----- TESTO FORNITO

2.      Che il soggetto percettore svolga mansioni rientranti, sulla base dei regolamenti e delle indicazioni fornite dalle singole federazioni, tra quelle necessarie per lo svolgimento delle attività sportivo – dilettantistiche così come regolamentate dalle singole Federazioni”

 

         Sulla base di tale previsione acquista anche rilevanza il tesseramento della persona fisica alla Federazione che ne testimonia il riconoscimento della attività.

 

Se il perimetro della chiarezza si è definito, rimane la consapevolezza di alcuni punti ancora possibile fonte di contenzioso.

 

         Il primo è il riferimento, espressamente indicato nella circolare, degli addetti al salvamento. Se, in presenza di attività agonistiche o di corsi propedeutici in vasca, appare compatibile e coerente la ricomprensione anche di queste figure nell’ambito di quelle “sportive”, meno condivisibile apparirebbe la ricomprensione in tale ambito per le attività svolte dagli addetti al salvamento negli spazi c.d. di “nuoto libero” o per tutte quelle attività non strettamente sportive che possono essere poste in essere in vasca (vedi attività per neonati o similari).

 

         Si pone, poi, il problema di quelle discipline riconosciute solo dagli enti di promozione sportiva e non da una Federazione o da una disciplina sportiva associata aderente Coni (vedi, ad esempio, pilates, yoga, ecc).  Infatti, mentre non appare dubbio alcuno che il compenso sportivo possa essere erogato per la pratica svolta nell’ambito degli enti di promozione di discipline riconosciute come tali da Federazioni, dubbia rimane per quelle attività, tipo quelle in precedenza citate, che sono svolte dagli enti ma che non hanno, come tipologia di esercizio, un analogo riconoscimento all’interno di una Federazione o Disciplina sportiva associata.

----------
----- I DATI

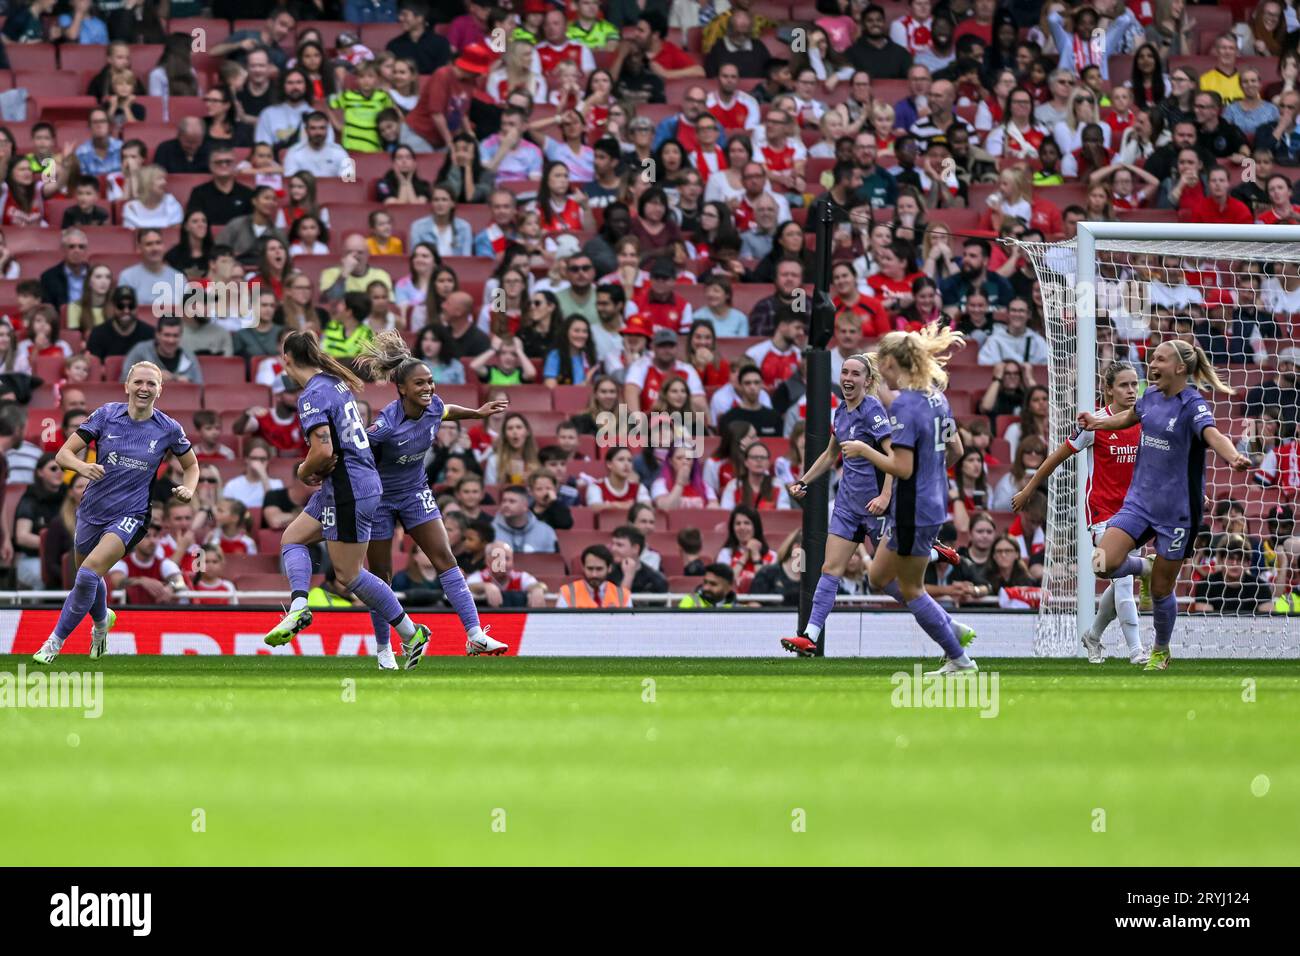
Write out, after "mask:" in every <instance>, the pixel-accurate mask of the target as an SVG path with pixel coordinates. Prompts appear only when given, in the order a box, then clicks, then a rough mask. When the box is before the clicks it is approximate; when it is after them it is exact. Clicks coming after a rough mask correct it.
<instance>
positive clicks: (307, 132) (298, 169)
mask: <svg viewBox="0 0 1300 956" xmlns="http://www.w3.org/2000/svg"><path fill="white" fill-rule="evenodd" d="M329 130H330V125H329V117H328V116H325V113H321V112H320V111H316V112H311V113H308V114H307V116H305V117H303V131H304V133H305V134H307V135H305V138H303V139H300V140H299V142H298V143H295V144H294V146H291V147H289V150H286V151H285V176H292V174H294V173H296V172H299V170H307V172H308V173H311V174H312V176H315V177H316V178H317V179H322V178H330V179H331V178H338V177H341V176H343V174H344V173H347V172H352V170H355V168H356V166H355V164H354V163H352V159H351V157H350V156H348V155H347V150H344V148H343V147H342V146H339V144H338V143H331V142H330V140H329Z"/></svg>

----------

(COSA FARAI):
1. Nel testo fornito, quali discipline sono indicate come esempio di quelle riconosciute solo dagli enti di promozione sportiva?
2. Riscrivi il passo del testo fornito che comincia con "Sulla base di" e si chiude dopo "neonati o similari).", rinominando "addetti al salvamento" in "bagnini".
3. Prosegui il testo fornito sui compensi sportivi dilettantistici a partire dalla sua ultima frase.

(LE TUE RISPOSTE):
1. Il pilates e lo yoga.

2.
Sulla base di tale previsione acquista anche rilevanza il tesseramento della persona fisica alla Federazione che ne testimonia il riconoscimento della attività.

 

Se il perimetro della chiarezza si è definito, rimane la consapevolezza di alcuni punti ancora possibile fonte di contenzioso.

 

         Il primo è il riferimento, espressamente indicato nella circolare, degli bagnini. Se, in presenza di attività agonistiche o di corsi propedeutici in vasca, appare compatibile e coerente la ricomprensione anche di queste figure nell’ambito di quelle “sportive”, meno condivisibile apparirebbe la ricomprensione in tale ambito per le attività svolte dagli bagnini negli spazi c.d. di “nuoto libero” o per tutte quelle attività non strettamente sportive che possono essere poste in essere in vasca (vedi attività per neonati o similari).

3.
 

         Non possiamo fare a meno di ricordare come lo statuto del Coni, mentre per le Federazioni e Discipline sportive associate parla di “attività sportiva” (art. 20 e 24 dello statuto Coni), per gli enti di promozione sportiva definisce le attività come: “fisico – sportive con finalità ricreative e formative” (art. 26 primo comma statuto Coni).

 

         In un’ottica di limitare il recinto della applicabilità della disciplina agevolativa questa potrebbe essere una possibile spiegazione al preciso contenuto della circolare laddove viene previsto che: “sulla base di questi chiarimenti normativi e di prassi è possibile avere un quadro di riferimento per definire le prestazioni che rientrano nell’art. 67 del Tuir ma è necessario, in sede di accesso, verificare, sulla base delle indicazioni fornite dalle singole Federazioni che attuano il riconoscimento della ASD/SSD quali sono le attività necessarie per garantire l’avviamento e la promozione dello sport e le qualifiche dei soggetti che devono attuare tali attività”.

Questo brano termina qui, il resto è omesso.